# [GOAL]
Reproduce the listing below verbatim, preserving every line in its original order.
# # #
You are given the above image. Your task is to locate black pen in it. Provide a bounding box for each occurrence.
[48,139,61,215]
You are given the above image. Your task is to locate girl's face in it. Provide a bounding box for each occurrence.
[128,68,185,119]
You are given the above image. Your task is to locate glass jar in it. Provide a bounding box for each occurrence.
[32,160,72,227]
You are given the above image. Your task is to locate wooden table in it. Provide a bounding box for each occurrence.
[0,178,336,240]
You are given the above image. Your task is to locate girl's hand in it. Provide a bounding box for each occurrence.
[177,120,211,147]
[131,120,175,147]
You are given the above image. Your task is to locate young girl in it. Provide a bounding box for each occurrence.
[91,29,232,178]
# # #
# [TASK RESPONSE]
You are given the above image. Your task is to locate black pen in it. Provide a bounding box for each occurrence.
[48,139,61,215]
You are given the above image. Your task is to locate girl's face in it. Provide a bounding box for each occurrence.
[128,68,185,119]
You are given the above image. Your task is to locate glass jar in it. Provide a bounding box for each occurrence.
[32,160,72,227]
You are given the above image. Your task is to locate wooden table in it. Provide a bounding box for each occurrence.
[0,178,336,240]
You are given the above image. Your task is to locate girl's hand in it. Provide a bounding box for each occurrence.
[177,120,211,147]
[131,120,175,147]
You are given the above image. Your task is to locate young girl in it. Provide a bounding box for each occurrence.
[91,29,232,178]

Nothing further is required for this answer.